- [EXERCISE AIM]:
Only the pictures are to be left out; return the rest of the data exactly as it stands.

- [EXERCISE MATERIALS]:
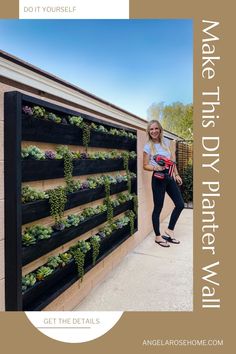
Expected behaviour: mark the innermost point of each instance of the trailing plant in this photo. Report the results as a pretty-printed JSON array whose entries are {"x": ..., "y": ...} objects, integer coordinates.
[
  {"x": 107, "y": 199},
  {"x": 78, "y": 252},
  {"x": 75, "y": 120},
  {"x": 125, "y": 156},
  {"x": 68, "y": 170},
  {"x": 43, "y": 272},
  {"x": 57, "y": 200},
  {"x": 29, "y": 194},
  {"x": 54, "y": 262},
  {"x": 130, "y": 214},
  {"x": 32, "y": 152},
  {"x": 39, "y": 112},
  {"x": 95, "y": 243},
  {"x": 129, "y": 182},
  {"x": 28, "y": 281},
  {"x": 86, "y": 135},
  {"x": 65, "y": 257},
  {"x": 135, "y": 203}
]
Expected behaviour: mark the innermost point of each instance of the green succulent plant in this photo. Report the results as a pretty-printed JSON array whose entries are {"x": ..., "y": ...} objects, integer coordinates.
[
  {"x": 29, "y": 194},
  {"x": 95, "y": 243},
  {"x": 32, "y": 152},
  {"x": 75, "y": 120},
  {"x": 78, "y": 252},
  {"x": 34, "y": 233},
  {"x": 54, "y": 262},
  {"x": 43, "y": 272},
  {"x": 86, "y": 135},
  {"x": 39, "y": 112},
  {"x": 28, "y": 281}
]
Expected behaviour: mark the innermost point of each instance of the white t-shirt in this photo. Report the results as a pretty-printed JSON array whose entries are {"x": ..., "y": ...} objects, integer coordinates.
[{"x": 159, "y": 151}]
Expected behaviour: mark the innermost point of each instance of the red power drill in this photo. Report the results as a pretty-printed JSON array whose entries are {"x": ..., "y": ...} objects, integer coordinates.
[{"x": 164, "y": 162}]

- [ANSWER BELOW]:
Expected behaviour: mark the innermost point of each instance of the trailing plant in this photo. Report the results as a pretty-printed JSON array whose entries are {"x": ..., "y": ...} objects, integer coordinates.
[
  {"x": 107, "y": 199},
  {"x": 78, "y": 252},
  {"x": 75, "y": 120},
  {"x": 125, "y": 156},
  {"x": 68, "y": 170},
  {"x": 43, "y": 272},
  {"x": 57, "y": 200},
  {"x": 29, "y": 194},
  {"x": 54, "y": 262},
  {"x": 130, "y": 214},
  {"x": 32, "y": 152},
  {"x": 39, "y": 112},
  {"x": 95, "y": 243},
  {"x": 129, "y": 182},
  {"x": 28, "y": 281},
  {"x": 86, "y": 135},
  {"x": 65, "y": 257},
  {"x": 135, "y": 203}
]
Expected behaviour: mark the innermost point of each instance of the green succulent plant in this photo. Report the results as a pretty-printed JSON array whose entries are {"x": ..., "y": ...} objects, integer coordinates.
[
  {"x": 29, "y": 194},
  {"x": 95, "y": 243},
  {"x": 32, "y": 152},
  {"x": 75, "y": 120},
  {"x": 78, "y": 252},
  {"x": 34, "y": 233},
  {"x": 54, "y": 262},
  {"x": 43, "y": 272},
  {"x": 86, "y": 135},
  {"x": 39, "y": 112},
  {"x": 28, "y": 281}
]
Expected behaviour: mark the innermost point of each instance of the white t-shirt in this photo. Report the results as a pretty-printed JSON array whose entries are {"x": ..., "y": ...} objects, integer coordinates.
[{"x": 159, "y": 151}]
Expected behaviour: mark the innermost point of each instance of the red power drill in this photo. Report the results as a pretty-printed JSON array whose entries are {"x": ..., "y": ...} objects, integer coordinates.
[{"x": 164, "y": 162}]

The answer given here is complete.